**Prompt**
Without the images, reproduce every entry exactly.

(Data extracted from a collection)
========================================
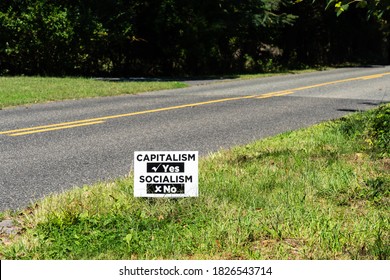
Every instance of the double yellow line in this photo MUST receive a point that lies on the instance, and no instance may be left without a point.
(93, 121)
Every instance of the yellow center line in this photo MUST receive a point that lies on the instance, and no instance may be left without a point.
(85, 122)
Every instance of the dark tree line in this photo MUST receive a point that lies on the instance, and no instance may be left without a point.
(186, 37)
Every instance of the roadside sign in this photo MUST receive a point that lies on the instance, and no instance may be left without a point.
(166, 174)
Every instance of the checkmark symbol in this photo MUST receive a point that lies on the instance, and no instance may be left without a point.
(156, 167)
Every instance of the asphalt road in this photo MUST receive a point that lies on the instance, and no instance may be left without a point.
(52, 147)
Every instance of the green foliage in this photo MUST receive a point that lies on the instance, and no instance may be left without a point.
(378, 130)
(170, 37)
(316, 193)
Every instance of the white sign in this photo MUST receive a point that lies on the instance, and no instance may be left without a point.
(165, 174)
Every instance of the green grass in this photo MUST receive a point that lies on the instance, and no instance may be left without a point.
(317, 193)
(16, 91)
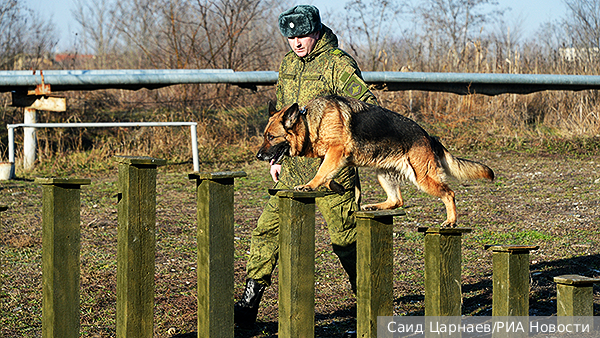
========================================
**Solution**
Every instance of the double yellow line in this photo MUST receive a point that lies on the instance, and no instance may be left without a point.
(93, 121)
Every instance of the yellow center line in this photo MUST receive a point that lies on the instance, and no instance may be left without a point.
(85, 122)
Every instance of the dark tree line in this photo MUST receive a point that lies on the instance, and no instance may be left without a point.
(186, 37)
Every instance of the roadside sign in this photo MUST receive a point that lies on the instance, and no instance may be left without a point.
(166, 174)
Every instance of the checkmark symbol in this photo MUST receive a point that lies on the instance, and no instance may be left without a point.
(156, 167)
Every instance of the asphalt road in this photo MUST receive a point that lies on the instance, and no instance may be left without a point.
(52, 147)
Every instance of the green foliage in this photo MUST receive a point that lies on the instance, and no instance may be left without a point.
(378, 130)
(170, 37)
(316, 193)
Every instance of the white sign in this photo MUST receive a point that lies on the instance, and no instance may be left without a point.
(165, 174)
Every instance of the green grass in this photo MUST receive a point that lies on the instance, and no instance may be left without a point.
(317, 193)
(16, 91)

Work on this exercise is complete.